### PAGE
********
EVERYONE’S GETTING INVOLVED – AND THAT’S A GOOD THING
While California joins Oregon, and specifically Portland, in leading the nation as ground-zero for the ADU explosion, especially as highlighted by an innovative non-profit approach to ADU ownership in San Francisco covered below, other states including New York, Pennsylvania, North Carolina and Massachusetts are actively addressing the issues and adding ADU permitting and construction to their local housing strategies.
Financing and navigating the complex government approval process that are impeding the building of ADUs in San Francisco have lead to the establishment of Roots & Returns, an innovative local non-profit organization, to develop scattered-side housing of granny flat co-op units that it designs, builds, and owns. The co-op pays a lease fee to the homeowner, finances and builds the ADU with a goal of rent for a 2-bedroom in-law unit below $2,000 a month, which may sound costly until one learns of the fact that that the median rent for a one-bedroom apartment in San Francisco is $3,700.
********
### GIVEN EXERCISE 1
Recast the paragraph of the ADU passage that begins "Financing and navigating" as a bulleted list, keeping its main facts.
### GIVEN EXERCISE 2
According to the ADU passage, which states besides California and Oregon are adding ADU permitting and construction to their local housing strategies?
### GIVEN EXERCISE 3
Summarize the ADU passage in two sentences.

### MATERIAL
********
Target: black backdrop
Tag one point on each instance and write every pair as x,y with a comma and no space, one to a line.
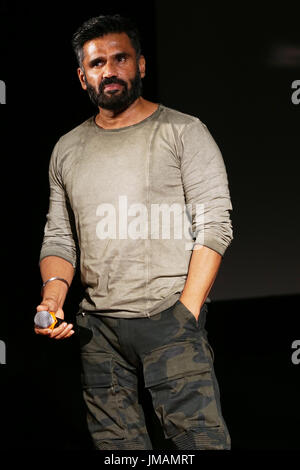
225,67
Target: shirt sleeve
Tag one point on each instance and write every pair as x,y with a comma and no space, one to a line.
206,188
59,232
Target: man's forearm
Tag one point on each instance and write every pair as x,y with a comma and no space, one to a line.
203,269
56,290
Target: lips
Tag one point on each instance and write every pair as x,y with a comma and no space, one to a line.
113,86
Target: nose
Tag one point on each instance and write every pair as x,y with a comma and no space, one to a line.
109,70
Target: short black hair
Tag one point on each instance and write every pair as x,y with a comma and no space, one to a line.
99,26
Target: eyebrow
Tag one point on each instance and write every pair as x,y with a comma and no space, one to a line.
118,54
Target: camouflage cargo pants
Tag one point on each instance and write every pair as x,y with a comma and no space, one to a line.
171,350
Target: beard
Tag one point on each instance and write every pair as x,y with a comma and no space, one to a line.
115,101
********
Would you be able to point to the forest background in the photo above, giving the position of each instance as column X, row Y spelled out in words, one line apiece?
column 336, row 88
********
### OUTPUT 1
- Financing and the complex government approval process are impeding the building of ADUs in San Francisco.
- These obstacles led to the establishment of Roots & Returns, an innovative local non-profit organization.
- Roots & Returns develops granny flat co-op units that it designs, builds, and owns.
- The co-op pays the homeowner a lease fee and finances and builds the ADU.
- Its goal is rent below $2,000 a month for a 2-bedroom in-law unit.
- By comparison, the median rent for a one-bedroom apartment in San Francisco is $3,700.

### OUTPUT 2
New York, Pennsylvania, North Carolina and Massachusetts.

### OUTPUT 3
California and Oregon lead the nation in the ADU explosion, while New York, Pennsylvania, North Carolina and Massachusetts are adding ADU permitting and construction to their local housing strategies. In San Francisco, obstacles in financing and government approval led to the non-profit Roots & Returns, which designs, builds, and owns granny flat co-op units, pays homeowners a lease fee, and aims to rent 2-bedroom units for under $2,000 a month, well below the city's $3,700 median one-bedroom rent.